* [PAGE TEXT]:
- - - - - - -
Duo shares Nobel chemistry honors
CHICAGO — For some scientists, winning a Nobel Prize marks the end of a long and successful career.
But the work, in a sense, is just beginning for newly minted Nobel laureates in chemistry Brian Kobilka, 57, of Stanford University, and his mentor, Dr. Robert Lefkowitz, 69, of Duke University Medical Center.
“There is still a lot to do,” Dr. Kobilka said in his home in Palo Alto, Calif., where he learned of his prize early Wednesday. “There is a lot to do.”
In research spanning four decades, the scientists working separately and together have helped characterize the exact structure of an important class of proteins known as G-protein-coupled receptors or GPCRs, which serve as a main conduit for chemicals to get past a cell's membrane and be taken up by a cell.
Roughly 1,000 human genes carry genetic codes for the receptors, which affect a variety of functions: from the beating of the heart to the workings of the brain and even how cells in the nose detect odors.
A subset of these receptors, some several hundred, respond to hormones and neurotransmitters in the body, and these have been targets for drug discovery, in many cases even before researchers knew these receptors existed.
About 40 percent of drugs use these receptors or doors to get inside of cells.
The problem is that drugs often act on more than one receptor, so they have side effects.
“We hope the more we know about the structure of these proteins, the more we'll be able to develop safer, more effective drugs,” Kobilka said.
Lefkowitz set out in the 1970s to prove these receptors existed and that they could be studied, cloned and manipulated to develop new drugs.
Kobilka, who worked in Lefkowitz's lab in the 1980s, extended that research by helping define the exact crystal structure of every atom of these receptors at a molecular level — something that had eluded researchers.
“Their findings have shone a light onto the staggeringly complex world of how hormones, neurotransmitters and drugs control cellular function and opened the door to the development of new therapeutics with potential to treat a vast array of diseases,” said Bernadette Byrne of Imperial College London.
- - - - - - -
* [MATERIAL PROVIDED]:
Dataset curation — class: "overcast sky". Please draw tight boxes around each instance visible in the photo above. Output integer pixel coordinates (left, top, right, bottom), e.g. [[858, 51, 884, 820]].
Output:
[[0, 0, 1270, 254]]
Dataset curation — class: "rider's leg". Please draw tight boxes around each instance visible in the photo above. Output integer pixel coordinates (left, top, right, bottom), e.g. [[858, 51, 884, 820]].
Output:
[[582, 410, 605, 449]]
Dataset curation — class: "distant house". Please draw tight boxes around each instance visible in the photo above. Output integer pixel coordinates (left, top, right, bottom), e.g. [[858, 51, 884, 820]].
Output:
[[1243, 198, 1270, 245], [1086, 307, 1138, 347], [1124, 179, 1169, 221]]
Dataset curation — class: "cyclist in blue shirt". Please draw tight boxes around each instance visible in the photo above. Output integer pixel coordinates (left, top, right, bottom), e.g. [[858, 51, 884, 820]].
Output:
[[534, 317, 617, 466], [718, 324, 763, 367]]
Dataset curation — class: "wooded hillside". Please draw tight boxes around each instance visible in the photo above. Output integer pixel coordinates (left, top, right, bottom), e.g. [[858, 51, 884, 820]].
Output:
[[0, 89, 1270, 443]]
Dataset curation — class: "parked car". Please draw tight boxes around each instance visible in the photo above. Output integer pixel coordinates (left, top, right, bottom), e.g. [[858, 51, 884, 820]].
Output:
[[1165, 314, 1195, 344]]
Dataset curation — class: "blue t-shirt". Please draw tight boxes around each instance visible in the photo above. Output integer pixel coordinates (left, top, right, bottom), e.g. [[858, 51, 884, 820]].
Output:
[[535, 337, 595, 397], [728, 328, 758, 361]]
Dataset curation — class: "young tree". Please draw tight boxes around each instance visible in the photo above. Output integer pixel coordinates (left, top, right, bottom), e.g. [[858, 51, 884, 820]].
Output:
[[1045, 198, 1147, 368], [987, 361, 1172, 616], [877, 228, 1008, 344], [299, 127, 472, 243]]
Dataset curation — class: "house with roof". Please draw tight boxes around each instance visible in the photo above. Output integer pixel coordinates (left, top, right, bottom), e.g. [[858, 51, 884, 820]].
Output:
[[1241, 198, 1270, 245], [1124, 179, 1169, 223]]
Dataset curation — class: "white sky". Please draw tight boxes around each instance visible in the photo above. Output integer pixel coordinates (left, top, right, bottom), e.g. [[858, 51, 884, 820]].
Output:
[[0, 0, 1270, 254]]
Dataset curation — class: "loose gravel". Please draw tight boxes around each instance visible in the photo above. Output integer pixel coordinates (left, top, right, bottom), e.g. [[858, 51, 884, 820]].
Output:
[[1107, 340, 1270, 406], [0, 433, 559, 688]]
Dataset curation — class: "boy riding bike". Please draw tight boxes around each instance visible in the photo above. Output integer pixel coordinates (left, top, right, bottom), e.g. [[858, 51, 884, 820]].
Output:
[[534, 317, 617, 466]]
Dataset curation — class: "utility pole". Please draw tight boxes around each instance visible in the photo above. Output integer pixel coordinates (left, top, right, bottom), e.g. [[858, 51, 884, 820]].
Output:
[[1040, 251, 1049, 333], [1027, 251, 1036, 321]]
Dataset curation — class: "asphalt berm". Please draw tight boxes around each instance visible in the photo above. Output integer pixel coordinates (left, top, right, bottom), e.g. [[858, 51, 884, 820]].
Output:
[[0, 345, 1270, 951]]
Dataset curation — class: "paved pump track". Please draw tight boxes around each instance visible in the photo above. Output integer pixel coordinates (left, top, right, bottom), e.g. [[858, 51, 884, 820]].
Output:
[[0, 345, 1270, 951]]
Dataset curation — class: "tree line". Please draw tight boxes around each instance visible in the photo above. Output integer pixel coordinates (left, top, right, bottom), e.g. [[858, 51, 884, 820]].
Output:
- - - - - - -
* [ACTIVITY]: Write out the passage of the Nobel chemistry article that runs between "About 40 percent" and "develop new drugs.", inclusive, with every word and mark unchanged.

* [REPLY TO THE TASK]:
About 40 percent of drugs use these receptors or doors to get inside of cells.
The problem is that drugs often act on more than one receptor, so they have side effects.
“We hope the more we know about the structure of these proteins, the more we'll be able to develop safer, more effective drugs,” Kobilka said.
Lefkowitz set out in the 1970s to prove these receptors existed and that they could be studied, cloned and manipulated to develop new drugs.